*TASK REQUIREMENTS*
(1) From the MementoGUI passage, list the operators that make up MementoCore.
(2) Sum up the MementoGUI passage in two sentences.
(3) Continue the MementoGUI passage from the point where it stops.

GUI agents handle long tasks better when a learned controller selects and compresses multimodal memory instead of replaying full history or using text alone.

A machine-rendered reading of the paper's core claim, the machinery that carries it, and where it could break.

The paper presents MementoGUI as a plug-in system that adds a controllable memory layer to existing MLLM-based GUI agents for tasks spanning many interface steps. Standard approaches either flood the model with every past screenshot or strip away visual details by summarizing in text only, leading to brittle performance when context must persist across dozens of actions. MementoGUI treats memory management as a learnable online control problem: a dedicated MementoCore module decides which events to retain with short text summaries plus targeted image regions, writes reusable past episodes, and retrieves them when relevant. Experiments across three benchmarks show consistent gains over no-history, full-replay, and text-only baselines, with larger memory-controller models amplifying the benefit. If the approach holds, agents could sustain coherent behavior on extended computer-use workflows without manual history engineering or context overflow.

Core claim

MementoGUI formulates long-horizon GUI control as an online memory-control problem solved by MementoCore, a modular learned controller that performs step processing, memory compression into textual summaries with ROI-level visual evidence, episodic writing of reusable trajectories, and relevance-based episodic selection, allowing plug-in augmentation of any MLLM GUI agent backbone without finetuning while delivering measurable gains on GUI-Odyssey, MM-Mind2Web, and the introduced MementoGUI-Bench.

What carries the argument

MementoCore, a modular learned controller with specialized operators for step processing, memory compression, episodic writing, and episodic selection that selectively preserves task-relevant interface events using both text and visual regions.

If this is right

  • Agents maintain coherent task state across dozens of steps without being overwhelmed by redundant screenshots.

*ENTRIES PROVIDED*
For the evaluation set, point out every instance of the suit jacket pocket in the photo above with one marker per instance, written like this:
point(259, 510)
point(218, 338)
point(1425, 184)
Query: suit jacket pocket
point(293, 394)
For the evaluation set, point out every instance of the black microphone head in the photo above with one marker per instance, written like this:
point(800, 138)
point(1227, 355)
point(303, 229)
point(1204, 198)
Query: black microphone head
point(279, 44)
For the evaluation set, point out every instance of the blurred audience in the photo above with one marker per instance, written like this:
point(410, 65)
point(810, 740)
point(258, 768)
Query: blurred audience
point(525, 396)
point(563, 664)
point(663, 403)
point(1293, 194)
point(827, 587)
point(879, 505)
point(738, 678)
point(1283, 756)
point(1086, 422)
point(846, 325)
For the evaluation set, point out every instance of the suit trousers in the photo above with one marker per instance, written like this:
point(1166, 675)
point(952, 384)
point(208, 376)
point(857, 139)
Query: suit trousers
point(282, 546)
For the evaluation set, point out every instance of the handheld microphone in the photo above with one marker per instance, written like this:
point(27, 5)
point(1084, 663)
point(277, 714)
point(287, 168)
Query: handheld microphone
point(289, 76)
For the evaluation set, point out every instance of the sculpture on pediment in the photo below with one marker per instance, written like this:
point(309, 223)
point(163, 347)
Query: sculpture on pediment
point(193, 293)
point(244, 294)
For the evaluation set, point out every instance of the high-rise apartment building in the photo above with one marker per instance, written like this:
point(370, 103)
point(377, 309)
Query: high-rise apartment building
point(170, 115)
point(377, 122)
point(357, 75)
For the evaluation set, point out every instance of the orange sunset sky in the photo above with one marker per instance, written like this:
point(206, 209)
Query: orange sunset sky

*ANSWERS FOR THIS EXERCISE*
(1)
Step processing
Memory compression
Episodic writing
Episodic selection

(2) MementoGUI is a plug-in system that gives existing MLLM-based GUI agents a controllable memory layer, in which a learned module called MementoCore keeps short text summaries with selected image regions, writes reusable past episodes, and retrieves them when relevant. In tests on three benchmarks, it beat no-history, full-replay, and text-only approaches, and larger memory-controller models increased the gains.

(3)
  • Retaining localized visual evidence alongside text summaries improves decision accuracy over text-only memory.
  • Performance scales with the size of the MementoCore backbone, indicating that stronger memory control models yield larger gains.
  • MementoGUI-Bench and the associated MLLM-based metrics provide a standardized way to evaluate memory consistency in long GUI tasks.

Where Pith is reading between the lines

These are editorial extensions of the paper, not claims the author makes directly.

  • The same selective multimodal memory pattern could transfer to other long-horizon agent domains such as web navigation or robotic manipulation where full history replay is impractical.
  • If the curation pipeline proves robust, agent designers may shift effort from hand-crafted history rules to training data generation for memory controllers.
  • Testing whether the learned controller remains effective when the underlying GUI agent backbone is updated or replaced would clarify the degree of modularity achieved.

Load-bearing premise

The automated pipeline that converts raw computer-use trajectories into training data for the memory controller produces unbiased, high-quality examples that generalize directly to the evaluation benchmarks without post-hoc filtering or task-specific adjustments.

What would settle it

Apply MementoGUI to a new long-horizon GUI benchmark whose trajectories were collected independently of the training data curation pipeline and measure whether accuracy, task progress, and memory consistency still exceed the no-history, history-replay, and text-only baselines.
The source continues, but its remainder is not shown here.